> _AIM OF THE TASK_
Reproduce, exactly and in full, only the lines below from the one containing "Target: hand holding white sign" through the one containing "shown by (1021,613).".

> _EXCERPTED RECORDS_
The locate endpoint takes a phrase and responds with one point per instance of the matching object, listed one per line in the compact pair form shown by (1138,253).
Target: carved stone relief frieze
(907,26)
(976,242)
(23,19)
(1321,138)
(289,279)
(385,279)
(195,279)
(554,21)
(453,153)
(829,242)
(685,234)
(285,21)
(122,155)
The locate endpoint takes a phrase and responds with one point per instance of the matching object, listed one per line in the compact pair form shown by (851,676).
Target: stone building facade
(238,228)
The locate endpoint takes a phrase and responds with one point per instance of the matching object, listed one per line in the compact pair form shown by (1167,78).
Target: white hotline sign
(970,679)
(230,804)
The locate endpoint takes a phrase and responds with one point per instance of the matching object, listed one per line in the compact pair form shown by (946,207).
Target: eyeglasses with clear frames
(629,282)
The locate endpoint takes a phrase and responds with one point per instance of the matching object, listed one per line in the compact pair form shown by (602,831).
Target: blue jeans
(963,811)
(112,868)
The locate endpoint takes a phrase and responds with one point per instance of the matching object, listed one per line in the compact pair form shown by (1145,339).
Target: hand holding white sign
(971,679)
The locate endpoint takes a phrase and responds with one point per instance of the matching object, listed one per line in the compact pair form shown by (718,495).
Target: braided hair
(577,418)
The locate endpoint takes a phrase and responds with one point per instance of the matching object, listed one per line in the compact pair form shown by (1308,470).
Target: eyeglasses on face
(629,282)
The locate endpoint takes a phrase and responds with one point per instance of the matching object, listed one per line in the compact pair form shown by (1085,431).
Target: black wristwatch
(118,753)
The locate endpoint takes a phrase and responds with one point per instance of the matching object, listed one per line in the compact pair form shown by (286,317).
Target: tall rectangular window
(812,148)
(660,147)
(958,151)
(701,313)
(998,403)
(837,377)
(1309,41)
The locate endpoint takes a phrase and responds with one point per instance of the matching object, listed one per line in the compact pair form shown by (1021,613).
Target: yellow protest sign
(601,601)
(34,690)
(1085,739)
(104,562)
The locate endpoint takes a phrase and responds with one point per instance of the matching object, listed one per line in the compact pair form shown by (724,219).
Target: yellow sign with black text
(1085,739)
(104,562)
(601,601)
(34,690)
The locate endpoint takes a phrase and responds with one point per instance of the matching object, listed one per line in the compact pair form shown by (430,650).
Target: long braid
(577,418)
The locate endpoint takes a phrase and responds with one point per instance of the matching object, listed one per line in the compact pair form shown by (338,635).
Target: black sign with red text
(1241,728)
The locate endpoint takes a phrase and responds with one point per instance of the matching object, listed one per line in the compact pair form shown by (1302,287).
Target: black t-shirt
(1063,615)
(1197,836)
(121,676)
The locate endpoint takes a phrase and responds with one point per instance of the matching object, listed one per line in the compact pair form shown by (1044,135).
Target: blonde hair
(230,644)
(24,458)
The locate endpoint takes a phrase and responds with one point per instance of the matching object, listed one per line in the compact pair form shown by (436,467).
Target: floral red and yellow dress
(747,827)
--
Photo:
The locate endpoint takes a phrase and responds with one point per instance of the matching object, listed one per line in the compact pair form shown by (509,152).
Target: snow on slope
* * *
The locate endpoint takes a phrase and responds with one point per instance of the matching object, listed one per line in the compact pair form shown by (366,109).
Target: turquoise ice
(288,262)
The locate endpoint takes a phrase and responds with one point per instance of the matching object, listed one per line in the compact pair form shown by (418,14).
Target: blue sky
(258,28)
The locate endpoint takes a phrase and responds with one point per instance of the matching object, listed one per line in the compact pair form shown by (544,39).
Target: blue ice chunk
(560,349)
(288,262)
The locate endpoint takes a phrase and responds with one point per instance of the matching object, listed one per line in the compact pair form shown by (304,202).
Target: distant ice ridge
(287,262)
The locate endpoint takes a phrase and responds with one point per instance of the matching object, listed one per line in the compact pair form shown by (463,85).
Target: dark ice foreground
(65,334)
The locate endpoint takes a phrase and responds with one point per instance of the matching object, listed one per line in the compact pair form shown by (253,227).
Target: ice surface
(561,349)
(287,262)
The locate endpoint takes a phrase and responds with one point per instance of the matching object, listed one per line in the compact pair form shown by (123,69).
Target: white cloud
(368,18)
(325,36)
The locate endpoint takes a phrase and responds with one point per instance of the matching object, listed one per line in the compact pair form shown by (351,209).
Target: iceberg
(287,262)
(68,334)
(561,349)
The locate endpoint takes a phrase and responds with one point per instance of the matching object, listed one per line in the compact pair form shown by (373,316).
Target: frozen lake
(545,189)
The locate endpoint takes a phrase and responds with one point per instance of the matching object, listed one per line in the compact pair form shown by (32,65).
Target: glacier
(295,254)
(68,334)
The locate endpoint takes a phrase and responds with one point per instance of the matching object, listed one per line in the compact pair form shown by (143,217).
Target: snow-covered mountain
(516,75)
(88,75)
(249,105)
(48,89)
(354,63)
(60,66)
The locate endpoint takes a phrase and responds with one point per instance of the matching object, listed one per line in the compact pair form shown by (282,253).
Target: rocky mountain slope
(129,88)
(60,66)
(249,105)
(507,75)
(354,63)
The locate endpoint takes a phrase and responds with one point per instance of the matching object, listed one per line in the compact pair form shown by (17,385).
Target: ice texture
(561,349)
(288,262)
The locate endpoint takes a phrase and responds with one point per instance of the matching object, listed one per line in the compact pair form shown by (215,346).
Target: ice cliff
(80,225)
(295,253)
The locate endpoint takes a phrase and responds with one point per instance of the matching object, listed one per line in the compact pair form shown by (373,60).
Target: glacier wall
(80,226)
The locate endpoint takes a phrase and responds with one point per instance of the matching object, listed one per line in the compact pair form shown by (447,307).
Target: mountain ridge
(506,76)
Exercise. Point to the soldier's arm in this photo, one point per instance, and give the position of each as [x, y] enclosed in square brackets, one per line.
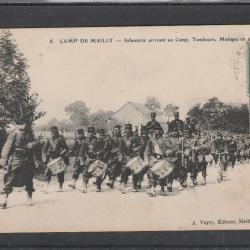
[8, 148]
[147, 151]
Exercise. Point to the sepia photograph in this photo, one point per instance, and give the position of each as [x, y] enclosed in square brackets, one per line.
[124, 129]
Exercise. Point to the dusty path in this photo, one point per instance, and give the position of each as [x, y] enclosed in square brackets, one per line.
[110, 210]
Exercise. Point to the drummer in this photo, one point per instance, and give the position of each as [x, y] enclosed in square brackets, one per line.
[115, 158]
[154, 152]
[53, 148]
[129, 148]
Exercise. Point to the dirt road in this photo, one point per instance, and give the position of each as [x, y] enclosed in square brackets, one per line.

> _TASK RESULT_
Target: hand holding white sign
(971,679)
The locate endpoint takes a phrase and responds with one point per instance of the matching object, listed one per line in the compact pair form shown by (718,495).
Target: braided hair
(577,418)
The locate endpoint takes a phrase and responds with one point per instance of the matching object, listed one per line in the compact pair form shown by (1308,470).
Target: eyeglasses on face
(629,282)
The locate endpoint takes a phrase and responds with one point per instance of the matching object, listed one per line in the compact pair form shown by (1085,431).
Target: black wristwatch
(118,753)
The locate endpoint takes a phrase and responds with one point per instance of the matching object, listed one per line in the compact pair form shown by (286,317).
Target: tall rectangular window
(812,148)
(660,147)
(958,151)
(701,313)
(998,403)
(837,377)
(1309,41)
The locate endpoint takes a phrase and responds with one point per instance of the matching object, listed one per line in the compact pair form shown by (1021,613).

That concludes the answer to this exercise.